(Region pointing data)
______

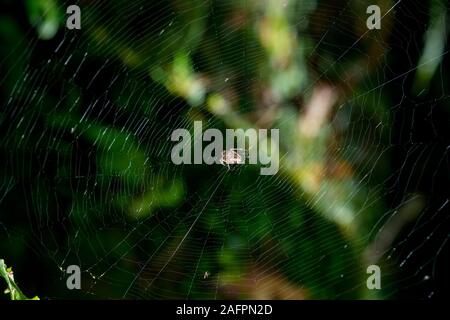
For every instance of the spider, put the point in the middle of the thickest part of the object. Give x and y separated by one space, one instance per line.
232 156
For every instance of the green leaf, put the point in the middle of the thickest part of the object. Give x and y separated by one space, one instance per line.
13 289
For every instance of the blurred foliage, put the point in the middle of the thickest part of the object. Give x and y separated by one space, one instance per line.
85 139
13 289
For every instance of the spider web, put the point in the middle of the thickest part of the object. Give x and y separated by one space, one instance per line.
363 178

______

Nothing but the lines from the one with "For every instance of the spider web, put" through the final line of the data above should be output, exactly as written.

For every instance of the spider web, put the point in the middle of the thickest part of the object. Give x and y separated by one space, one instance per line.
363 178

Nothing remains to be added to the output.